▶ **Given request**
Without altering anything, repeat each of the records.
━━━━━ Stored data
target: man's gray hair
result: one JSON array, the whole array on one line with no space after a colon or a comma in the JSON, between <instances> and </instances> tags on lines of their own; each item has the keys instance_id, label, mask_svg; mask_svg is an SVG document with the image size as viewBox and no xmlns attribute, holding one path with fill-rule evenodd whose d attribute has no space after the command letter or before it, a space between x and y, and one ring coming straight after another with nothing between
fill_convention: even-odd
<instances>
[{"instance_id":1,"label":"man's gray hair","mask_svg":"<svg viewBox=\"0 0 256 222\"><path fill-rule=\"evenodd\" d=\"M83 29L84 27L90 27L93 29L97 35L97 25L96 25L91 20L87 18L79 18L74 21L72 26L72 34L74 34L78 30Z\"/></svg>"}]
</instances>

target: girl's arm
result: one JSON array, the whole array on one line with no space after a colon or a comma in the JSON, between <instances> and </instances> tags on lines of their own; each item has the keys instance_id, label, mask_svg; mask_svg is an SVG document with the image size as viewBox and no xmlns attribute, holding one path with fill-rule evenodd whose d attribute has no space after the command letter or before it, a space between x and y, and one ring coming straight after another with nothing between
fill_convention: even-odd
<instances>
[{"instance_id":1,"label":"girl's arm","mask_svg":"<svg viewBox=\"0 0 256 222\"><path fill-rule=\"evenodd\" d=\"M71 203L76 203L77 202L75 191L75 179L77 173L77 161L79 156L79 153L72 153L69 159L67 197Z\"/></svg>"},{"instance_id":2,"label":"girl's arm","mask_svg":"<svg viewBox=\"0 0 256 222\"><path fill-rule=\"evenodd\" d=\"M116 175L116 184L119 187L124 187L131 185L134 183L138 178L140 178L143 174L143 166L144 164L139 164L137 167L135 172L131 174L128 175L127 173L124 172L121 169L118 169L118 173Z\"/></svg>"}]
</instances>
━━━━━━━━━━
▶ **Complete response**
target: man's gray hair
result: one JSON array, the whole array on one line with no space after a colon or a comma in the JSON, between <instances> and </instances> tags on lines of their own; each item has the keys instance_id, label, mask_svg; mask_svg is an SVG document with the image size as viewBox and no xmlns attribute, holding one path with fill-rule evenodd whose d attribute has no space after the command letter or before it, a space between x and y, and one ring coming straight after another with nothing between
fill_convention: even-odd
<instances>
[{"instance_id":1,"label":"man's gray hair","mask_svg":"<svg viewBox=\"0 0 256 222\"><path fill-rule=\"evenodd\" d=\"M83 29L84 27L90 27L93 29L97 35L97 25L96 25L91 20L87 18L79 18L74 21L72 26L72 34L74 34L78 30Z\"/></svg>"}]
</instances>

target: girl's arm
result: one JSON array, the whole array on one line with no space after a colon or a comma in the JSON, between <instances> and </instances> tags on lines of their own; each item has the keys instance_id, label, mask_svg; mask_svg is an SVG document with the image size as viewBox and no xmlns attribute, holding one path with fill-rule evenodd whose d attribute has no space after the command letter or before it, a space between x and y, and one ring coming straight after another with nothing between
fill_convention: even-odd
<instances>
[{"instance_id":1,"label":"girl's arm","mask_svg":"<svg viewBox=\"0 0 256 222\"><path fill-rule=\"evenodd\" d=\"M71 203L76 203L77 202L75 191L75 179L77 173L77 161L79 156L79 153L72 153L69 159L67 197Z\"/></svg>"},{"instance_id":2,"label":"girl's arm","mask_svg":"<svg viewBox=\"0 0 256 222\"><path fill-rule=\"evenodd\" d=\"M116 175L116 184L119 187L124 187L131 185L134 183L138 178L140 178L143 174L143 166L144 164L139 164L137 167L135 172L131 174L128 175L127 173L124 172L121 169L118 169L118 173Z\"/></svg>"}]
</instances>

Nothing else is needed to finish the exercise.